[PAGE TEXT — start]

Managing and reducing unnecessary pain during labour

It’s no surprise, really, that pain control is often the number one goal for expectant mothers – and for their partners on their behalf!

Fear of pain produces tension in the body and, paradoxically, is likely to increase the pain you feel, while at the same time potentially slowing down the birth of your baby. Not a great result in the circumstances!


Using The Mind To Control Pain

The Confident Childbirth approach offers a variety of powerful techniques for pain control – personalised and adapted ways of handling the sensations of childbirth so that the levels are lowered. This has the added advantage of giving you a greater sense of control, as you have less dependence on medical pain relief and instead can draw on your own resources.

This may sound like a big challenge, but all of us have the capacity to modify how much discomfort we feel. Have you ever ignored the pain of a blister or a sore toe because you wanted to keep going (at a party or on a walk)? Or been so absorbed in a film, a book or a conversation that you hadn’t realised you were cold or hungry?

[PAGE TEXT — finish]
[RECORDS SHOWN — start]

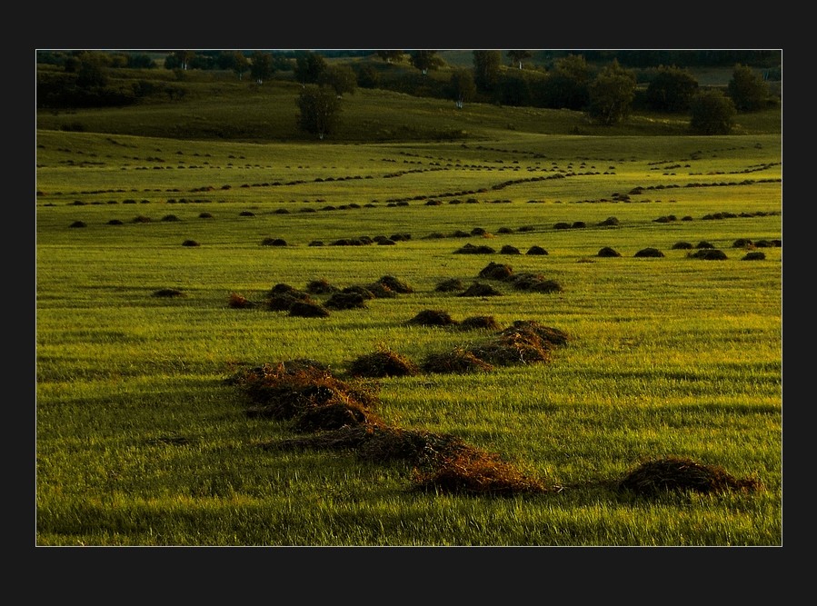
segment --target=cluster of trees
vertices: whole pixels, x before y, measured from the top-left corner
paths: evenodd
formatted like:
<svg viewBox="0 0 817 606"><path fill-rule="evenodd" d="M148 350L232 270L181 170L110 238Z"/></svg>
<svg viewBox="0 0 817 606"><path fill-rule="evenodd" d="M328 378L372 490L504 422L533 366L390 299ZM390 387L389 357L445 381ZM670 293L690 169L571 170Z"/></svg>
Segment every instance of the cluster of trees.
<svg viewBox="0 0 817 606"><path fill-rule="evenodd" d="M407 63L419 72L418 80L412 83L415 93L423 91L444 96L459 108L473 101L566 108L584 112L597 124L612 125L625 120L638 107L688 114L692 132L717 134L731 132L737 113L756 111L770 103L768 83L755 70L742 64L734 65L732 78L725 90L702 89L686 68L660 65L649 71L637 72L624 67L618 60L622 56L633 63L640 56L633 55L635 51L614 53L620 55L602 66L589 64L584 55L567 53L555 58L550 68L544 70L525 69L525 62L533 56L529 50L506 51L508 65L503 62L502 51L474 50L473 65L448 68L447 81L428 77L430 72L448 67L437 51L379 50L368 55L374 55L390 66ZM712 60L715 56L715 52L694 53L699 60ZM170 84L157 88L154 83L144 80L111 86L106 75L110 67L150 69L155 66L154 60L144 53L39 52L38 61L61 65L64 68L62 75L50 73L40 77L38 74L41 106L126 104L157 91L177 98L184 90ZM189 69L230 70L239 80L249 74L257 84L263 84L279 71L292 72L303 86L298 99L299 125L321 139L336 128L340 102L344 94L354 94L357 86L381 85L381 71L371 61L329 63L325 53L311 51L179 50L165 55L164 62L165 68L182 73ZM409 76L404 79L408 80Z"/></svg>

[RECORDS SHOWN — finish]
[RECORDS SHOWN — start]

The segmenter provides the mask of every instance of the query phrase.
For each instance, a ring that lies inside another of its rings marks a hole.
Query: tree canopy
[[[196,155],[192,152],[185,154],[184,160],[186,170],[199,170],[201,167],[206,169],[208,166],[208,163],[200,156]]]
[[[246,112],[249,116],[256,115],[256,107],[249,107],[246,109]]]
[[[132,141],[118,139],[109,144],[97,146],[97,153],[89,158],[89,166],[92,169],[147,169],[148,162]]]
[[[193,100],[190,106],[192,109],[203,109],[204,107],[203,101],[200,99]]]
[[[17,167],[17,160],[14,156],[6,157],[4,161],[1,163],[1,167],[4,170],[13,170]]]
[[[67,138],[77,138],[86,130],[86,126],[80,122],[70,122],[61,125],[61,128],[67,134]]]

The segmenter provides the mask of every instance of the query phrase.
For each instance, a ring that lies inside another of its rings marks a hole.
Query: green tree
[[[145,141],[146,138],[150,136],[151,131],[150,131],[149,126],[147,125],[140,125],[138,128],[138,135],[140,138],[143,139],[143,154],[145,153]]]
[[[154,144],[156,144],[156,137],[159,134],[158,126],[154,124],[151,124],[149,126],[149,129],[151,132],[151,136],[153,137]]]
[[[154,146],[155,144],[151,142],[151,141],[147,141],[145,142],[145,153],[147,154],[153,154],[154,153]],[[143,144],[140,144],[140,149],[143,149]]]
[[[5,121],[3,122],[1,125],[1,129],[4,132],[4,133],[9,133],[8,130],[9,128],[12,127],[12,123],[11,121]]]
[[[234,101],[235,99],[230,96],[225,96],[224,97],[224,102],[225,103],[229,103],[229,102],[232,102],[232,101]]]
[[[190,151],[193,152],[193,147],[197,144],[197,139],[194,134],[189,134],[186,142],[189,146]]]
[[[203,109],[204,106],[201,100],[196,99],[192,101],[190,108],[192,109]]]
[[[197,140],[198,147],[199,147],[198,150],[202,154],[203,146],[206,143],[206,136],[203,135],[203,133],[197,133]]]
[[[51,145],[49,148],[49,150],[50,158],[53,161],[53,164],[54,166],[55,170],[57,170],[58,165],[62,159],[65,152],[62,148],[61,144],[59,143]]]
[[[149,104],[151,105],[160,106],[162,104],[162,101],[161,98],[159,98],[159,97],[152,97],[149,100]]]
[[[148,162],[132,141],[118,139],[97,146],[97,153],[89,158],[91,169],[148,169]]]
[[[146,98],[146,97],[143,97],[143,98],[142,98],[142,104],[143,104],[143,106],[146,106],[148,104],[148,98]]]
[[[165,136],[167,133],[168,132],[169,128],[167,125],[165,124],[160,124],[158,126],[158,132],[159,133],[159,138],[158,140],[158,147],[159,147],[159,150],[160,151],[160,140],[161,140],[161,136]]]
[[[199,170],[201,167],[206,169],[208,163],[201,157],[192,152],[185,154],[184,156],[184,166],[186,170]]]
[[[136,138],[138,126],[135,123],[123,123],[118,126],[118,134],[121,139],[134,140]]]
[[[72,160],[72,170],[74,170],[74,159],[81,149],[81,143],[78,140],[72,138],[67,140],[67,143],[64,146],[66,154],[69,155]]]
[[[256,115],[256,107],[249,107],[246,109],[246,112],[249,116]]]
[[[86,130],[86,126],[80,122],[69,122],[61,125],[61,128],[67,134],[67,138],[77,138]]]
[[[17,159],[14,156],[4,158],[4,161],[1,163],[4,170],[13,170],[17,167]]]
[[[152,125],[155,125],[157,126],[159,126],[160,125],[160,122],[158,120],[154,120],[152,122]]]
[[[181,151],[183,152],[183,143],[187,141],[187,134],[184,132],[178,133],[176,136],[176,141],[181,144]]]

[RECORDS SHOWN — finish]

> PROMPT 1
Reproduce the page text on labor pain from "Fear of pain" up to and including "your own resources.", switching "tension" to "stress".
> PROMPT 2
According to the page text on labor pain, what two effects can fear of pain have during the birth?
> PROMPT 3
Write the next part of the page text on labor pain, picking up after its final sentence.
These rows come from a separate source.

> EXERCISE RESULT 1
Fear of pain produces stress in the body and, paradoxically, is likely to increase the pain you feel, while at the same time potentially slowing down the birth of your baby. Not a great result in the circumstances!


Using The Mind To Control Pain

The Confident Childbirth approach offers a variety of powerful techniques for pain control – personalised and adapted ways of handling the sensations of childbirth so that the levels are lowered. This has the added advantage of giving you a greater sense of control, as you have less dependence on medical pain relief and instead can draw on your own resources.

> EXERCISE RESULT 2
It is likely to increase the pain felt, and it can potentially slow down the birth of the baby.

> EXERCISE RESULT 3
Learning And Practising Hypnosis and Pain Management Skills

Hypnosis is a powerful agent for pain relief. The techniques are easy and fun to learn.  By the end of your hypnobirthing classes, you’ll have developed your own personal visualisations and techniques for pain control. I will have guided you to practise them as part of your regular hypnobirthing self-hypnosis at home so that you know how to harness your body’s natural capacities to turn down or block unnecessary pain.

You’ll have a reassuring mental toolkit for your own personal means of pain control during labour. As a bonus, your body may well give you opportunities to test them out before the birth of your baby, often through the Braxton-Hicks ‘practice’ contractions as the birth date approaches.


It’s Your Choice!

You may of course choose to use medical pain relief, and we completely support your absolute right to choose what’s best for you. Having some mental pain control techniques can still be really useful as you can use them any time and anywhere – on the way to the hospital, waiting for the anaesthetist and so on.